Mental trauma, whether resulting from a single life event or a long-term traumatic condition, jeopardizes mental growth. Or is the lack of growth the trauma itself?
Living nature is about growth.
Plants grow in size; then, they grow seeds in order to grow more plants of the same species. All plants must die, but they grow further in their progeny.
Growth is intrinsic to life because of life’s continual battle against the universally ubiquitous non-living entropy (increasing chaos) within which it carves its living bubble and from which it lends – and eventually returns – its energy for further growth.
In principle, this can go on forever.
The human being is part of living nature.
This is, we too are all about growth ― physically in the way of plants and anything else in nature, and also psychologically, including in-depth.
In-depth, we arguably need growth more than in any other respect to stay mentally alive and thrive. Deep meaningfulness is related to anything that fosters inner growth. Eventually, the latter may be the meaning of meaningfulness itself.
Unsurprisingly, research shows that people are mainly motivated by growth in work, life, and play. Therefore, if you want to really motivate someone, for instance, on the job, then let him grow abundantly.
Not growing in-depth leads to a deadly trauma.
This is the quintessential mental trauma.
In order not to die, we seek the nourishment that lets us grow. Even during pregnancy, the little child seeks nourishment with the mother, then both parents ― mentally and physically. When deprived of this nourishment, unhealthy things may happen.
We then speak of childhood trauma, the trauma of not, or not healthily growing as a child. Since all further growth happens on top of this, it may profoundly influence a lifetime. For instance, it may lead to an escape from life and into addiction (to drugs or any other kind).
Without growth, one encounters chaos or – chaotic – emptiness.
Entropy doesn’t wait to come knocking at the door.
In death, the body too returns to entropy while life continues in other bodies. The eventual goal is not the individual but life itself. This even explicitly uses the individual’s death to continue its living growth. In turn, the individual receives a temporary gift. One may or may not be content with this gift. It doesn’t change any happening on a grander scale.
With the gift comes growth. Not growing brings trauma and the need for mending this trauma.
Unfortunately, conceptual psychotherapy – including of trauma – is rather change- than growth-oriented.
This way, it is neither durable nor can it ever be.
Human beings are organisms, not mechanisms. Therefore, the focus of mending any mental trauma needs to be put on growth. Straightforwardly, mental problems are always related to of a lack of growth. They don’t ask for symptomatic relief – changing to a prior condition – but for growth itself.
More than as the instrumental means to solve mental trauma, mental growth (Inner Strength) should be the goal itself of any therapy or coaching.

| REQUIRED WORK |
Answer these questions from the passage on mental trauma and growth.
1. What do plants grow after they grow in size?
2. What does research show people are mainly motivated by?
3. Rather than growth-oriented, what does the passage say conceptual psychotherapy is?

(Saved data entries)
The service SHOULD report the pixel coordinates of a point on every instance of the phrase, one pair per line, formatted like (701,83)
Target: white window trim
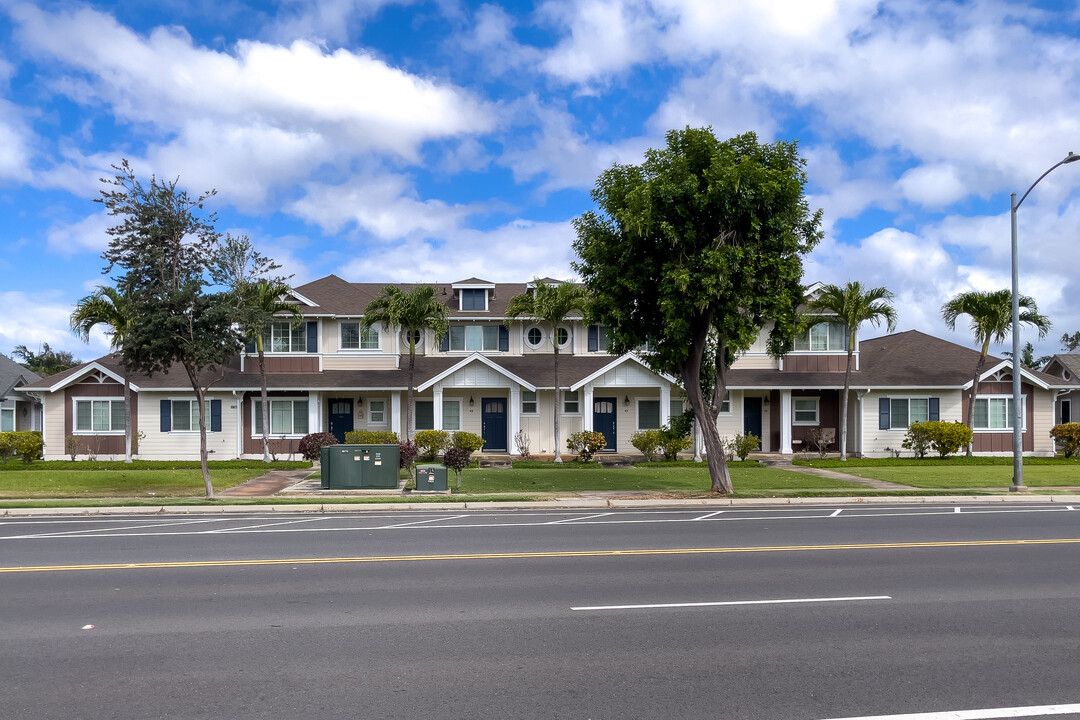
(1023,413)
(272,399)
(817,411)
(194,425)
(360,351)
(543,336)
(75,415)
(386,412)
(460,403)
(908,398)
(563,403)
(637,413)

| RESULT OF THE EXERCISE |
1. They grow seeds in order to grow more plants of the same species.
2. Growth in work, life, and play.
3. Change-oriented.